# READING TEXT

Sunday, December 29, 2013

I painted with my son!

This had been the most incredible experience I have had yet with my painting.
My son Acey came home from an LDS mission to Argentina in November. I’ve missed him so much! Since my younger son Ethan challenged me to learn to paint, I’ve dreamed of painting with Acey.
Acey is a talented artist. He works in many different mediums, but he especially likes drawing in ink. But since I started painting last summer, I’ve been looking forward to having Acey come home and paint with me.
Acey told me right as soon as he got home that he would love to paint with me. Still, I worried that he would just be patronizing me because of his superior artistic abilities. When the time came to actually set up my easel, I was thrilled when my son was enthusiastic about setting up another easel next to me.
I have to say right now that painting with Acey that night was an experience that I’ll never forget. It was golden. Because of his experience in the arts, he was already way ahead of me. I expected that, and I hope Acey will have things to teach me as we go on.
For now I’ve got to say that having a partner to paint with is pretty special for me.
I actually hope to paint regularly with Acey. I have some big plans that will be revealed soon here on this blog.

# GIVEN REQUEST A
Write out the blog post word for word, starting at "Sunday, December 29, 2013" and ending at "and paint with me.".
# GIVEN REQUEST B
For each statement, say yes or no according to the blog post, and quote the words that decide it: (i) Acey came home from a mission to Argentina in November. (ii) Acey especially likes painting in oil. (iii) The writer started painting last summer.
Nothing in the material after this point is needed.

# SUPPLIED MATERIAL

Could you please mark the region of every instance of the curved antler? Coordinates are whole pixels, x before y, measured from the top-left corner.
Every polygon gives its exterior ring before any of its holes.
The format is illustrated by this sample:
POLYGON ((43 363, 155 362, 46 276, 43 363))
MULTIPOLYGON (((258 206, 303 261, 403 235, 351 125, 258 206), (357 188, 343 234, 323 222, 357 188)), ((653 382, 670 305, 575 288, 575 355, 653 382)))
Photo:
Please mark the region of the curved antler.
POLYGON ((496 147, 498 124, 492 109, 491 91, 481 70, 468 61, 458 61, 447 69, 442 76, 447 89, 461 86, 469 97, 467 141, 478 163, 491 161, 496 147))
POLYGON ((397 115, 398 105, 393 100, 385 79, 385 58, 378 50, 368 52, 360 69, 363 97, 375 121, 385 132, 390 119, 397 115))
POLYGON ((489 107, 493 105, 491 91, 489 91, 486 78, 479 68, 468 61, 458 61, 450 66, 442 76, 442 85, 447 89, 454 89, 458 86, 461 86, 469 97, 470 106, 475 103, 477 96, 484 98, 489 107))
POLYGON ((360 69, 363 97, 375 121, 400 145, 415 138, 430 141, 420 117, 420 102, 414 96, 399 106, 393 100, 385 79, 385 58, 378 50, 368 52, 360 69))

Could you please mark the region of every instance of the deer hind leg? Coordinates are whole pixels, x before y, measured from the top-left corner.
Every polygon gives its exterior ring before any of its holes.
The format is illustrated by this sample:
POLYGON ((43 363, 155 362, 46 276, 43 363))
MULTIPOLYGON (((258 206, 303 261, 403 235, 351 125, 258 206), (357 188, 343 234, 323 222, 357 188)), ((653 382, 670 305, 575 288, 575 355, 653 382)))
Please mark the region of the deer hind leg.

# SOLUTION A
Sunday, December 29, 2013

I painted with my son!

This had been the most incredible experience I have had yet with my painting.
My son Acey came home from an LDS mission to Argentina in November. I’ve missed him so much! Since my younger son Ethan challenged me to learn to paint, I’ve dreamed of painting with Acey.
Acey is a talented artist. He works in many different mediums, but he especially likes drawing in ink. But since I started painting last summer, I’ve been looking forward to having Acey come home and paint with me.

# SOLUTION B
(i) Yes: "My son Acey came home from an LDS mission to Argentina in November."
(ii) No: "he especially likes drawing in ink."
(iii) Yes: "since I started painting last summer"